__Source text__.
══════════

I'm too verbose for twitter...
7925 stories
·
31 followers

Data Centers Use Less Water Than Almond Farms—and Do More Good

1 Comment
A line graph showing almonds consume far more water than data centers | JoshEakle/substack

Opposition to data centers is all the rage among populists of all stripes. On the left, Sen. Bernie Sanders (I–Vt.) has proposed a national moratorium on new data center construction; on the right, Tucker Carlson describes them as "dystopian" and "devouring American energy and jobs." In recent days, X has become flooded with images of pristine American forests, plains, beaches, and lakes alongside captions warning that no data center is worth losing this. (The images are often AI-generated, and many of the accounts sharing them are foreign.)

Data center panic is fueled by concerns about electricity and water usage. Many Americans wrongly believe that data centers are driving up their electric bill, even though evidence suggests the exact opposite: Data centers may actually decrease electricity costs for their neighbors. Water use fears are even more unreasonable. Data centers don't actually use all that much water.

For example, a chart comparing data centers' water requirements to almond farms helps put things in perspective.

California's almond farms consume 4.2 billion gallons of waters per day, according to Reason's Christian Britschgi. Data centers consume just 46 million gallons per day. Those numbers will certainly rise over time, but compared to all the other things that use water—golf courses account for 1.4 billion gallons per day—it's just a drop in the bucket.

Unfortunately, many foes of data centers do not find this comparison very compelling. Speaking for the opposition, The Federalist's Sean Davis points out that almonds are, you know, food. People eat almonds. They can't eat data. Thus, almond farms are a good use of water and data centers are not.

══════════

__The task__. Reproduce the whole article on data center water use word for word. None of the lines that come next are needed here.

__Information provided__.

══════════

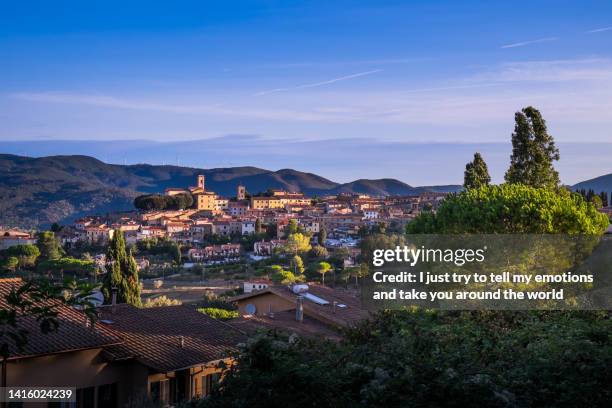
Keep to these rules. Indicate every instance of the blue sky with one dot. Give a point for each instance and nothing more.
(387, 71)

══════════

__Solution__.
I'm too verbose for twitter...
7925 stories
·
31 followers

Data Centers Use Less Water Than Almond Farms—and Do More Good

1 Comment
A line graph showing almonds consume far more water than data centers | JoshEakle/substack

Opposition to data centers is all the rage among populists of all stripes. On the left, Sen. Bernie Sanders (I–Vt.) has proposed a national moratorium on new data center construction; on the right, Tucker Carlson describes them as "dystopian" and "devouring American energy and jobs." In recent days, X has become flooded with images of pristine American forests, plains, beaches, and lakes alongside captions warning that no data center is worth losing this. (The images are often AI-generated, and many of the accounts sharing them are foreign.)

Data center panic is fueled by concerns about electricity and water usage. Many Americans wrongly believe that data centers are driving up their electric bill, even though evidence suggests the exact opposite: Data centers may actually decrease electricity costs for their neighbors. Water use fears are even more unreasonable. Data centers don't actually use all that much water.

For example, a chart comparing data centers' water requirements to almond farms helps put things in perspective.

California's almond farms consume 4.2 billion gallons of waters per day, according to Reason's Christian Britschgi. Data centers consume just 46 million gallons per day. Those numbers will certainly rise over time, but compared to all the other things that use water—golf courses account for 1.4 billion gallons per day—it's just a drop in the bucket.

Unfortunately, many foes of data centers do not find this comparison very compelling. Speaking for the opposition, The Federalist's Sean Davis points out that almonds are, you know, food. People eat almonds. They can't eat data. Thus, almond farms are a good use of water and data centers are not.